• **WHAT THIS TASK INVOLVES**
Your answer should be only the lines below from the one with "mark: bird's tail" to the one with "mark: blurred green", repeated exactly, ends included.

• **PROVIDED RECORDS**
-*-*-
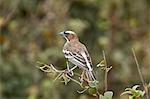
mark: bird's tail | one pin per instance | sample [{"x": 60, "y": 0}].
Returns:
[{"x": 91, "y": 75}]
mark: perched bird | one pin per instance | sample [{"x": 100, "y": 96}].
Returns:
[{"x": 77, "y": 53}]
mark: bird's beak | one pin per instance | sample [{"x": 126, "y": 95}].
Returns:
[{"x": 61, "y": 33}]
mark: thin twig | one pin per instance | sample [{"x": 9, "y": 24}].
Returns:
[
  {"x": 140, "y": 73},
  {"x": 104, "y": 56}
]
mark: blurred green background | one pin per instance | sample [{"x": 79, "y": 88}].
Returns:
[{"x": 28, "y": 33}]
-*-*-
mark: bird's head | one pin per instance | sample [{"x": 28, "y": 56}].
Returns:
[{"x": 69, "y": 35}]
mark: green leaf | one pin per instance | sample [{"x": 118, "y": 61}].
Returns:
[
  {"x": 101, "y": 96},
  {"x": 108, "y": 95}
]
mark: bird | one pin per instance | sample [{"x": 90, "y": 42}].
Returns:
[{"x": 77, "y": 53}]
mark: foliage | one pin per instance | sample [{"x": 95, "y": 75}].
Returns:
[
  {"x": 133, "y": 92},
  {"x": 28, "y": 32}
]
-*-*-
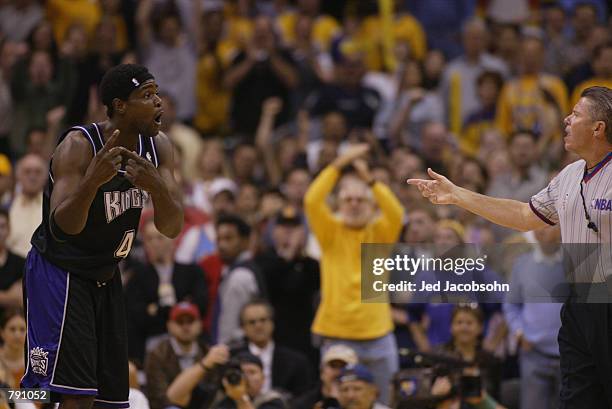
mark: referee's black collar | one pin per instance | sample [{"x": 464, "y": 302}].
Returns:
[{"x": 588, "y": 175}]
-*-*-
• **WRITTEN SOLUTION**
mark: bird's tail | one pin per instance | sample [{"x": 60, "y": 0}].
Returns:
[{"x": 91, "y": 75}]
mark: perched bird | one pin per instance | sample [{"x": 100, "y": 96}].
Returns:
[{"x": 77, "y": 53}]
mark: bird's beak | one pin per instance | sample [{"x": 126, "y": 95}].
Returns:
[{"x": 61, "y": 33}]
mark: thin twig | one pin per instance | sample [{"x": 9, "y": 24}].
Returns:
[
  {"x": 140, "y": 73},
  {"x": 104, "y": 56}
]
mark: blurred green background | one pin per instance | sample [{"x": 79, "y": 88}].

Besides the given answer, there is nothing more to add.